* Exercise instructions:
Return every line of the data below that contains the word "green". Case matters.

* Records for the task:
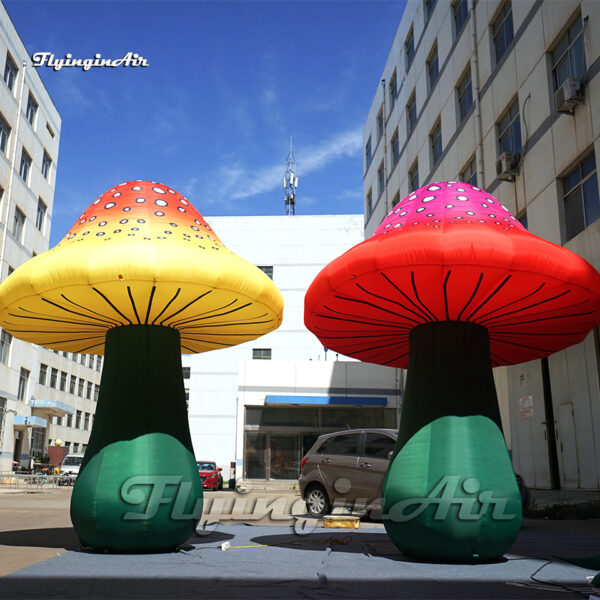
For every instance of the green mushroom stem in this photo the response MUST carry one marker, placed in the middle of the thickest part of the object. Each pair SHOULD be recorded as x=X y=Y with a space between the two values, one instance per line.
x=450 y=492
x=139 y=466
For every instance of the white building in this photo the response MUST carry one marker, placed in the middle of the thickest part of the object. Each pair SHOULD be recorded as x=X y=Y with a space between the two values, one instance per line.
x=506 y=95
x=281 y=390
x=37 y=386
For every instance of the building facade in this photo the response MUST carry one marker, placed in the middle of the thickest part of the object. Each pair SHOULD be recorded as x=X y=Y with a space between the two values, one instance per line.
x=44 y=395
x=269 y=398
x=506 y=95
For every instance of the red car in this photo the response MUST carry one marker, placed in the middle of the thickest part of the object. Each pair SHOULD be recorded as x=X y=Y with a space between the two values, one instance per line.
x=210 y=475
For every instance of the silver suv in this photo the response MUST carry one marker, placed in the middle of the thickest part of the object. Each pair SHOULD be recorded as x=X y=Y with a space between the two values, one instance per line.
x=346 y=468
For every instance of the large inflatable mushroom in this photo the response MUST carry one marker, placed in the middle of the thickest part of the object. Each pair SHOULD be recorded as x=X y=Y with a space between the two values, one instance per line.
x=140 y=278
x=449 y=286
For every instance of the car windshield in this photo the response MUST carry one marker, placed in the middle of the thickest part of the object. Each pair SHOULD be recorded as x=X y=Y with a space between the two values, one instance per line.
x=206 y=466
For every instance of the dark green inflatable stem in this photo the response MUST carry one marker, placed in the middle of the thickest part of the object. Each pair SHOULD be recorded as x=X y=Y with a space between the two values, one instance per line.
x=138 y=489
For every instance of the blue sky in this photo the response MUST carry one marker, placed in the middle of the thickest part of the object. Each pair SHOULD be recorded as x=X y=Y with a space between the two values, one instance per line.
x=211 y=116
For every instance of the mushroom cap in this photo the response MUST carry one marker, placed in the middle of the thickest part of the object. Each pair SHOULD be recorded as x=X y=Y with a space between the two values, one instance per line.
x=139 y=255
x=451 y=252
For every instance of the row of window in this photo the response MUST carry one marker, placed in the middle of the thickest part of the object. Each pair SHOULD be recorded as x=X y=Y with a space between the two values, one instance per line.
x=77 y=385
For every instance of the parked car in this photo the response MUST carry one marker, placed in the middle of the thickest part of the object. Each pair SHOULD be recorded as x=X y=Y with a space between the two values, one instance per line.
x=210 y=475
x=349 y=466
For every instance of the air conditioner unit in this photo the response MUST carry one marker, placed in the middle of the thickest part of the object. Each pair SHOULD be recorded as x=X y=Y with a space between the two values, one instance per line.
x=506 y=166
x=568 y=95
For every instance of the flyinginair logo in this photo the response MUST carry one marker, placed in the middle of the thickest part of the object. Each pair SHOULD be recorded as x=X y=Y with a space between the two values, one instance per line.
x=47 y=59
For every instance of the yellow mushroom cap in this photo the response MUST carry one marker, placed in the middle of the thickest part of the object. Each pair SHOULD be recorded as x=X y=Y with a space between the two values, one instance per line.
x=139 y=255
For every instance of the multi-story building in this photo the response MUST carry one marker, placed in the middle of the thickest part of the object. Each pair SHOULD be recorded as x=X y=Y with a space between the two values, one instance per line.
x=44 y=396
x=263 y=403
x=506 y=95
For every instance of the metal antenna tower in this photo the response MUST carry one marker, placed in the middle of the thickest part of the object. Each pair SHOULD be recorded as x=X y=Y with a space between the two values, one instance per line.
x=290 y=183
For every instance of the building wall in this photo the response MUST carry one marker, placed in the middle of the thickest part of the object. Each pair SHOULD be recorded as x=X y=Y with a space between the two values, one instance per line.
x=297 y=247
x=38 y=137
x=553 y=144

...

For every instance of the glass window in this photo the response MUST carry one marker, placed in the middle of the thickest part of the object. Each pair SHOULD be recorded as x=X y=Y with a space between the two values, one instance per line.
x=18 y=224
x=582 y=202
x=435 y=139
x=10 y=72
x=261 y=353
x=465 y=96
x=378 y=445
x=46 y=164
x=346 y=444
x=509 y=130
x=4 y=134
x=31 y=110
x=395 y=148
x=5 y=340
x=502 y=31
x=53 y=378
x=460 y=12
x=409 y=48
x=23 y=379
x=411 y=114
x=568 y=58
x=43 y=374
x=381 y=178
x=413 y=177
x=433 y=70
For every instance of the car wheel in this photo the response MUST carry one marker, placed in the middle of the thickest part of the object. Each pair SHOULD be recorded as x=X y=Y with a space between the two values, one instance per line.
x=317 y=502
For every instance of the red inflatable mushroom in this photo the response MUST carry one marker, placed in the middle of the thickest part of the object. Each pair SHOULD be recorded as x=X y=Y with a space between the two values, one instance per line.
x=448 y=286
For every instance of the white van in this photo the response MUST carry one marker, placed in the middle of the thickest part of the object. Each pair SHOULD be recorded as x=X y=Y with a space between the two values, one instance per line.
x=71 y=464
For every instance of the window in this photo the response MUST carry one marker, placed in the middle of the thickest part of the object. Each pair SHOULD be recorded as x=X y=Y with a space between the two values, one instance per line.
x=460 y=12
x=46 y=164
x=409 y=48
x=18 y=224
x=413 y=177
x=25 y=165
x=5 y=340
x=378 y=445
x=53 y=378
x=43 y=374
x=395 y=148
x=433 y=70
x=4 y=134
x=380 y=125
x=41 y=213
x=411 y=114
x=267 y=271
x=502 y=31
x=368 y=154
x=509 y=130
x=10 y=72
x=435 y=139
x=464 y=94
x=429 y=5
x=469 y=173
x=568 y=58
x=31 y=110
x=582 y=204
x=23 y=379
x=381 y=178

* Exercise solution:
For every instance of the green mushroom stem in this photo the response MUST carry one marker, placed in the middle of the thickest part of the object. Each pair SHOULD be recorded as x=X y=Y with a space between the two values, one instance per line.
For every instance of the dark green inflatable stem in this photo the response MUST carry one marker, placed in the middle of the thickest part of the object. Each pair SHOULD be recorded as x=X y=Y with a space between the two values, one instance per line.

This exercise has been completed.